Data for this task:
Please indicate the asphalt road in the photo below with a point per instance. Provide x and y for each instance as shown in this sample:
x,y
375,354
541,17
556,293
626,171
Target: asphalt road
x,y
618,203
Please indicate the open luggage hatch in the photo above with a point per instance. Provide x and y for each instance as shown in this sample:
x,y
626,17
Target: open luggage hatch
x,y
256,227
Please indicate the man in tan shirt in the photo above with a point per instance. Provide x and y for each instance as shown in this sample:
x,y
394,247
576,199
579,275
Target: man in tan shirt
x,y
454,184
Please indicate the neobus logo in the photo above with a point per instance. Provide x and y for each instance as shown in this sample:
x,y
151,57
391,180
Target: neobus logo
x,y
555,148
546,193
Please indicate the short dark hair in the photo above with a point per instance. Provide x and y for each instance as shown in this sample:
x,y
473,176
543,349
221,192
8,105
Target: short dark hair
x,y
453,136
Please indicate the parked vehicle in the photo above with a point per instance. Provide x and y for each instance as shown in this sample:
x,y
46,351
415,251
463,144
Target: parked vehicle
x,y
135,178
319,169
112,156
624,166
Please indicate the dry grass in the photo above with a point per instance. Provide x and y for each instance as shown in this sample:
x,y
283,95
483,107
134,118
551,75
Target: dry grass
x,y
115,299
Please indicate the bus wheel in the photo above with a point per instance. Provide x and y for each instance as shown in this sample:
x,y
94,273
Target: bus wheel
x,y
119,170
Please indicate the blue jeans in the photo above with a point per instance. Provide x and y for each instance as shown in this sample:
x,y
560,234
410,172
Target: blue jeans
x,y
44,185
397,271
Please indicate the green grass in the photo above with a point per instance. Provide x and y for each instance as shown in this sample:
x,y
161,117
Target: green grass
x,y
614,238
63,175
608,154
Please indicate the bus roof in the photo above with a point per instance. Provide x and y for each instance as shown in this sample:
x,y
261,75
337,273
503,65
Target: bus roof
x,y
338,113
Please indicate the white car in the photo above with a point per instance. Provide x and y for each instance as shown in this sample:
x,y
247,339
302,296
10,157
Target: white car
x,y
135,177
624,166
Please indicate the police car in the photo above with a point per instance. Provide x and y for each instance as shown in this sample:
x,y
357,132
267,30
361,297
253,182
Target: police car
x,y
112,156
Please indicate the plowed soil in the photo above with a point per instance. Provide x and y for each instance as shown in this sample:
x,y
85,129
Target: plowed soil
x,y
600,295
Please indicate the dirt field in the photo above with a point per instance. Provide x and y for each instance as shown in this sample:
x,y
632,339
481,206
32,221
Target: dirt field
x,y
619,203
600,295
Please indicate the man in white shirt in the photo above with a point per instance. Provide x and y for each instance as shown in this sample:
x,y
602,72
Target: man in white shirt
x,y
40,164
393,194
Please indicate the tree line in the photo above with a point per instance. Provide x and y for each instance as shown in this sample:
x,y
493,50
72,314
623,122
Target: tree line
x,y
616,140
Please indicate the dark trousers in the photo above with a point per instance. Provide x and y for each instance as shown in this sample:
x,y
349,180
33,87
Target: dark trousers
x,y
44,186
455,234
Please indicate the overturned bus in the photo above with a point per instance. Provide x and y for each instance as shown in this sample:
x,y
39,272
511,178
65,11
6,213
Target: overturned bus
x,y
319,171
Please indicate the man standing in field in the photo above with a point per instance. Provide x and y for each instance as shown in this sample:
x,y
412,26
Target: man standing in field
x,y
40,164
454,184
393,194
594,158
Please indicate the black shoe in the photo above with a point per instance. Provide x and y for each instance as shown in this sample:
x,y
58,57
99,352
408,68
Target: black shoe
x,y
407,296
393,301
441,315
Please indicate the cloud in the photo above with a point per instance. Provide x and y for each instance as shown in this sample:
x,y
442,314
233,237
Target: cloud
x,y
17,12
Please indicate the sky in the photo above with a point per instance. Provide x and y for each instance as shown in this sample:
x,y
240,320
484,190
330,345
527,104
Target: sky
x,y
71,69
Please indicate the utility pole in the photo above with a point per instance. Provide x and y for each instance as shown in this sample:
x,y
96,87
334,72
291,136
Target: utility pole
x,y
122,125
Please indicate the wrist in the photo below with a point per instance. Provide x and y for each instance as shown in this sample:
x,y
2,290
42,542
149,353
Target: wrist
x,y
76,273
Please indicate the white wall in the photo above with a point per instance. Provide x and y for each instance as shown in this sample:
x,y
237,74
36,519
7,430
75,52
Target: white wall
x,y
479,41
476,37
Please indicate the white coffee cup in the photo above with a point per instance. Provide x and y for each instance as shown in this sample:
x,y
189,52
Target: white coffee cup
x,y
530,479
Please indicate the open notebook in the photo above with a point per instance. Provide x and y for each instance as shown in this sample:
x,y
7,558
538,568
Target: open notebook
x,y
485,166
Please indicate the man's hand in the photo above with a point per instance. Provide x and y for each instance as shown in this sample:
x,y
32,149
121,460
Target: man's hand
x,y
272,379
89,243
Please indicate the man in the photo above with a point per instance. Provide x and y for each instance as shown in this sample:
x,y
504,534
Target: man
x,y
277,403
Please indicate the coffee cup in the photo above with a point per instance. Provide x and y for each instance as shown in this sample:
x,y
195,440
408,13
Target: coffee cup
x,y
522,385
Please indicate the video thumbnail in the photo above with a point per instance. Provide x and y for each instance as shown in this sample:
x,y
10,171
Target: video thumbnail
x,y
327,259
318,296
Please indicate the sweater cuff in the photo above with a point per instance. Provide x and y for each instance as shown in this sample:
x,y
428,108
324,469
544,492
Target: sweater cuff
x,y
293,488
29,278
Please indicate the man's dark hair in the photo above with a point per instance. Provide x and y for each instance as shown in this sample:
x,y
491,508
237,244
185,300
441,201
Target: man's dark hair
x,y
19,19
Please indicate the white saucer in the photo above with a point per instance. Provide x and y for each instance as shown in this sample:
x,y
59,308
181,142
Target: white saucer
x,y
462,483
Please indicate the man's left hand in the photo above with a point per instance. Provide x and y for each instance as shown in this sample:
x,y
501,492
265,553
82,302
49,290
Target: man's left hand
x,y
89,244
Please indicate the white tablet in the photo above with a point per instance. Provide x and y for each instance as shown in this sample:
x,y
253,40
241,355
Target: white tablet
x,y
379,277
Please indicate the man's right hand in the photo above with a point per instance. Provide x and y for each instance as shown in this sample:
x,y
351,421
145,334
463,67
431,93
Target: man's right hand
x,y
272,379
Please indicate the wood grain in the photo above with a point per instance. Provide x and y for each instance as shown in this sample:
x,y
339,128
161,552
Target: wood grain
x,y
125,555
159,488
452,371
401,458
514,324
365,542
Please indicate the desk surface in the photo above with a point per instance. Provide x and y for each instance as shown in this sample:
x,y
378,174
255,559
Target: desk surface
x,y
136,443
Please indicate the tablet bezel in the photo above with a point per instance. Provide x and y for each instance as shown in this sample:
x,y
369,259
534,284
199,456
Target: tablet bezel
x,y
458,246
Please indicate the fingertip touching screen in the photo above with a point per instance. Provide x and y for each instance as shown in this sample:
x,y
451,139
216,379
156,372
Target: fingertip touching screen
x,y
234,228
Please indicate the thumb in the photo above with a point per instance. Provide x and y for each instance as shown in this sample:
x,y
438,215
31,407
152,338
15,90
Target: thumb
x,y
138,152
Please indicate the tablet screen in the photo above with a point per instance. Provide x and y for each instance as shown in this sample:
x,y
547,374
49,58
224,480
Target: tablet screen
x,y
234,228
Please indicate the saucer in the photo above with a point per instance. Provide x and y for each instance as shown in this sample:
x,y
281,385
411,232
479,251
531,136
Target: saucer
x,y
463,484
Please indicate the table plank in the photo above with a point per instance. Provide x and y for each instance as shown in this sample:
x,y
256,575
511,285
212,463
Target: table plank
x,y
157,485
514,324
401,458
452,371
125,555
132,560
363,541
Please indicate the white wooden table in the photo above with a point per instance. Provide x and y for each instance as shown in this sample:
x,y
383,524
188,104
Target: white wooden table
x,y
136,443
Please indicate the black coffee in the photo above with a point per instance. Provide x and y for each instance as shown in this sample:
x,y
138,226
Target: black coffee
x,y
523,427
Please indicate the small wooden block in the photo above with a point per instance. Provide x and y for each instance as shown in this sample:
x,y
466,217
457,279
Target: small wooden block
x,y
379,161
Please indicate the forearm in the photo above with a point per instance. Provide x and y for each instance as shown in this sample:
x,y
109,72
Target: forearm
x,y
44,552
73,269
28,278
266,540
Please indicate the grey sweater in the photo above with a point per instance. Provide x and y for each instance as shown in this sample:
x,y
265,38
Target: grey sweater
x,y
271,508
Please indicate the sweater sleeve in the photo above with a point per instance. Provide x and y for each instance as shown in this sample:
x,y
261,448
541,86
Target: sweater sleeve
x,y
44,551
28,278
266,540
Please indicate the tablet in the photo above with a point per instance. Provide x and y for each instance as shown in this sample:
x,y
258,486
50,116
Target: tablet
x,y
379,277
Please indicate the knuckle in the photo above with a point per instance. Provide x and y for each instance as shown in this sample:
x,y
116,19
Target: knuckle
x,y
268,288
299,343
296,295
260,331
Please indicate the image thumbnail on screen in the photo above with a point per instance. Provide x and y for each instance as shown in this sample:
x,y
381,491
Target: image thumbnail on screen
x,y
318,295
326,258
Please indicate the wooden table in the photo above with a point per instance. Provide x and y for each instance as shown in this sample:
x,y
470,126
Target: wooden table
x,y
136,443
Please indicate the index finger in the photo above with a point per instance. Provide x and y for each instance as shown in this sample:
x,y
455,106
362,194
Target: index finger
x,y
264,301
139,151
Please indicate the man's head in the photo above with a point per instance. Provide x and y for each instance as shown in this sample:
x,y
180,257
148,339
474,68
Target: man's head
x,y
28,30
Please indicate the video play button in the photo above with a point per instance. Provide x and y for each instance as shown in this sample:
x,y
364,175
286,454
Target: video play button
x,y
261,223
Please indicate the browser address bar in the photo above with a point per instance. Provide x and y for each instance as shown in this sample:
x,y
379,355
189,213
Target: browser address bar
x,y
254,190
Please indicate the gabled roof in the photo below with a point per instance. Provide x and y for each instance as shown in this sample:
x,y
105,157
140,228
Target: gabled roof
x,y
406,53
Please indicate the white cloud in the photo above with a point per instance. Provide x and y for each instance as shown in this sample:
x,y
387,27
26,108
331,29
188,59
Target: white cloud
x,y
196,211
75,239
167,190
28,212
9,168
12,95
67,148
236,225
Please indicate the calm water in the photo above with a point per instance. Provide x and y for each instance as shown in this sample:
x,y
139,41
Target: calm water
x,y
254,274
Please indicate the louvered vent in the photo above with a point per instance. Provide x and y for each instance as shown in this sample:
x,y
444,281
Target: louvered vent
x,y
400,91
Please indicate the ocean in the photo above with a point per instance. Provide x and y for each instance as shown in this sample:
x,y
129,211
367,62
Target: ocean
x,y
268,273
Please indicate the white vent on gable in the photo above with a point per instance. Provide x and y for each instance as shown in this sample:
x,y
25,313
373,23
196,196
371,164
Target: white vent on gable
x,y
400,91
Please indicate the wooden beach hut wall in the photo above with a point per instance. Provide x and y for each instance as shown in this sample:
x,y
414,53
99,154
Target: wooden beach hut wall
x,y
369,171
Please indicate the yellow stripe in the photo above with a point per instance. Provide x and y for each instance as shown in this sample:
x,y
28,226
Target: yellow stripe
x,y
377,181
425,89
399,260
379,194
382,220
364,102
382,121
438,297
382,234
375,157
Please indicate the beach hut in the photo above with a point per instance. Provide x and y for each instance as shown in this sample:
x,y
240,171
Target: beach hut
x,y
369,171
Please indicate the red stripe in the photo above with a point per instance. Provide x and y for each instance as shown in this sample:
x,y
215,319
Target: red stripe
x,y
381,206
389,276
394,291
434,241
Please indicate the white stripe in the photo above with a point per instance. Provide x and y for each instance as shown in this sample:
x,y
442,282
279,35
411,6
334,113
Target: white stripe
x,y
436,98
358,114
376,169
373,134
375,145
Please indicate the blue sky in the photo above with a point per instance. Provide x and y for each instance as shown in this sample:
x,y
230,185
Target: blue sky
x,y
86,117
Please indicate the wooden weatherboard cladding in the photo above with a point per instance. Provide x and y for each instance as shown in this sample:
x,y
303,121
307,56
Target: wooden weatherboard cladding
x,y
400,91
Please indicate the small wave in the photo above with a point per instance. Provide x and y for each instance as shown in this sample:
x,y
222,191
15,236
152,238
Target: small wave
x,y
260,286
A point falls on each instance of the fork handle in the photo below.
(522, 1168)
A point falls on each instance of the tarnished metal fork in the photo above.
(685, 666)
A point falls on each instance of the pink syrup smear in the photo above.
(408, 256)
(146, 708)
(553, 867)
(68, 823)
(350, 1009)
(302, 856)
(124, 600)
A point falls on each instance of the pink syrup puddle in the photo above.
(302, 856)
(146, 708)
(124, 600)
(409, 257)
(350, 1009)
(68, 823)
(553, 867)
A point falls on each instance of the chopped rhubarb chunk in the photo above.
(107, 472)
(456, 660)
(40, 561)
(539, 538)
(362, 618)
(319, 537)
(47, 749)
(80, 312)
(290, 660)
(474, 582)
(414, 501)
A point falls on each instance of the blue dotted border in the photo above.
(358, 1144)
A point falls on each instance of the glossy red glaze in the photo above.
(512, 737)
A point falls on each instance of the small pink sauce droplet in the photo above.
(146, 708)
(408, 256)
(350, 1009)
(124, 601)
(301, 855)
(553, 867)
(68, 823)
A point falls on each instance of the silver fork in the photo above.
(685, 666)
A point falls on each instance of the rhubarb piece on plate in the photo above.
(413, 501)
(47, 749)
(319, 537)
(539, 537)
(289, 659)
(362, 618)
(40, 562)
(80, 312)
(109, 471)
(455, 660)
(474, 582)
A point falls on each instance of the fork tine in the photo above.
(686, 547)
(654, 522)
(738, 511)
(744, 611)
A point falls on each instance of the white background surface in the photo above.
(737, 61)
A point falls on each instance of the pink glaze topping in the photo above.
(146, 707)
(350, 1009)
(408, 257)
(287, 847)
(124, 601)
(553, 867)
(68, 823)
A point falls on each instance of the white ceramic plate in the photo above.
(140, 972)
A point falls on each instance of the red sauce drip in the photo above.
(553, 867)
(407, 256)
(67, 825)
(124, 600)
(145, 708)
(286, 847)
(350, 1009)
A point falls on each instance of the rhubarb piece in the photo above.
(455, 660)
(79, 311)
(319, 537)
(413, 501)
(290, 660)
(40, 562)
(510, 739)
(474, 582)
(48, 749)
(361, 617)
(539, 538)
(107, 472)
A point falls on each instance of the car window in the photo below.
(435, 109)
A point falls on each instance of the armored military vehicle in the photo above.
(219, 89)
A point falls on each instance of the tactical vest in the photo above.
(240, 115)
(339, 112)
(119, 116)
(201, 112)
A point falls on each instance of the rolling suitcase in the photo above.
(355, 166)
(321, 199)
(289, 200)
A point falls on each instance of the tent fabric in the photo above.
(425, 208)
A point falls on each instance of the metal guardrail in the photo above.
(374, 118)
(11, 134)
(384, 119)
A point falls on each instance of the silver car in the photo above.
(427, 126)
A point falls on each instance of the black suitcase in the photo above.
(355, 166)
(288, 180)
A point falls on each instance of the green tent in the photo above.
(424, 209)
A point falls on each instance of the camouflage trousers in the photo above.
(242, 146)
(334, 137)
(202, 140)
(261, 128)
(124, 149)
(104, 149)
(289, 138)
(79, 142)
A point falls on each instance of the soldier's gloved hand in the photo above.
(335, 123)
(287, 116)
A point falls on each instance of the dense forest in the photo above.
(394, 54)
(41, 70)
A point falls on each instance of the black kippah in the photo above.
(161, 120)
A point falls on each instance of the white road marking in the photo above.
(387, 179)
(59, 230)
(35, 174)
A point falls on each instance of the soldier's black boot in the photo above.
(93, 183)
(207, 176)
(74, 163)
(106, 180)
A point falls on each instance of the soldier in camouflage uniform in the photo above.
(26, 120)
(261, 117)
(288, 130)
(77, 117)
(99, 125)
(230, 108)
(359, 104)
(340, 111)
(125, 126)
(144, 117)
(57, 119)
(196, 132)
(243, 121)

Request: Format the records, from the line containing "A point falls on each instance of the camouflage" through the end of the records (both ends included), as a two-column CSV. Use the columns text and answer, with one row per record. Put each value in a single quoted field and replace its line breaks with spaces.

Exercise output:
text,answer
"A point falls on each instance of the camouflage trousers in the photo above.","(242, 146) (334, 137) (202, 140) (261, 128) (124, 149) (104, 149) (289, 138) (79, 142)"
"A point falls on each instance of the soldier's gloved hand in the photo above.","(335, 123) (287, 116)"
"A point falls on each instance of the dense forest in the photo above.","(394, 54) (41, 70)"
"A point falls on each instance of the black kippah in the photo above.","(161, 120)"
"A point falls on each instance of the white road marking in the photo above.","(387, 179) (59, 230) (35, 174)"
"A point falls on each instance of the soldier's black boot in the photo above.","(93, 183) (207, 176) (74, 163) (106, 180)"
"A point falls on each instance of the soldier in camouflage uniform in the photo above.","(26, 120) (261, 117) (288, 130) (77, 117) (99, 125) (230, 108) (359, 104) (340, 111) (125, 126) (144, 117) (57, 119) (196, 132) (243, 121)"